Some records
# # # #
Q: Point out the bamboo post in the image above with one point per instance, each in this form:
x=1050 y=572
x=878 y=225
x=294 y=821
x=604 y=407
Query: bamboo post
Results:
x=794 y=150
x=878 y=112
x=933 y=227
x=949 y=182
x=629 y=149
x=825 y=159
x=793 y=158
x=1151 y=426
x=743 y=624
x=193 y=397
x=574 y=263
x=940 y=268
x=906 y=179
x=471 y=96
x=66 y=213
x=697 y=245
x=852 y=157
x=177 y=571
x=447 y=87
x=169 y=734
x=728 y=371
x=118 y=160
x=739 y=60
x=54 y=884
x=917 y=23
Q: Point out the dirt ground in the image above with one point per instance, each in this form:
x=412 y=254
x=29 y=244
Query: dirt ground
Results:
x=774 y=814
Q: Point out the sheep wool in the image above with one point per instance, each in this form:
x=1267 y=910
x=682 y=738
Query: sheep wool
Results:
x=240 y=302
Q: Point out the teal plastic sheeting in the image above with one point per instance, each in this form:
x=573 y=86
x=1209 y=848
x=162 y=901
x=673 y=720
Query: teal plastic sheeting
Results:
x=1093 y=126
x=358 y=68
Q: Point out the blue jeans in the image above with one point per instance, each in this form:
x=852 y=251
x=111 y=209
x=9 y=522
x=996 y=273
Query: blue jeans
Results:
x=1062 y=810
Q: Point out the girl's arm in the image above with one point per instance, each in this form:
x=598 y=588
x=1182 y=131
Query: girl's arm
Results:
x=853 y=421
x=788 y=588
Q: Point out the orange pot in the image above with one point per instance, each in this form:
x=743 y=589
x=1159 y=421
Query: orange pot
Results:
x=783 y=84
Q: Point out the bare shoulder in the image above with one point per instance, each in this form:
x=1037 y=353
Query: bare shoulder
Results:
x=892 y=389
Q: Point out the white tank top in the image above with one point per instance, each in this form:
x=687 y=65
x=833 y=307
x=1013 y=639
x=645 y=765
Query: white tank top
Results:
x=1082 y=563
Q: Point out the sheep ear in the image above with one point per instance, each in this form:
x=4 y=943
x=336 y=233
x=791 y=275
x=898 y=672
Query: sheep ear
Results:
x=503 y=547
# # # #
### Task prompt
Copy out the entries from the line containing "Q: Point out the dirt" through the line containing "x=1082 y=563", swapping "sheep wool" for "lamb fleece" and leaving everything else untouched.

### Correct result
Q: Point out the dirt ground in the image above with one point per instance, each in this form:
x=412 y=254
x=29 y=244
Query: dirt ground
Results:
x=774 y=814
Q: Point out the lamb fleece in the image above with one point per instance, each in this form:
x=1267 y=910
x=682 y=738
Query: lamb fleece
Results:
x=240 y=302
Q: Point out the teal plastic sheeting in the image above with one point per instance, each in this form:
x=573 y=86
x=1209 y=848
x=162 y=901
x=673 y=720
Query: teal plastic sheeting
Results:
x=1093 y=126
x=358 y=68
Q: Point out the blue jeans in the image above with one point per instance, each in this form:
x=852 y=251
x=111 y=209
x=9 y=522
x=996 y=273
Query: blue jeans
Results:
x=1062 y=810
Q: Point out the girl's arm in the image above with one point per instance, each in this form:
x=598 y=588
x=1182 y=131
Query: girl's arm
Results:
x=853 y=421
x=788 y=588
Q: Point out the orange pot in the image above with one point per instance, each in this form:
x=743 y=589
x=1159 y=421
Query: orange pot
Results:
x=783 y=84
Q: Point out the bare shoulder in the image above with one point per instance, each in this form:
x=1037 y=353
Query: bare shoulder
Results:
x=892 y=389
Q: Point out the white tank top in the image above with one point per instance, each in this form:
x=687 y=65
x=833 y=307
x=1013 y=639
x=645 y=765
Query: white tank top
Results:
x=1082 y=563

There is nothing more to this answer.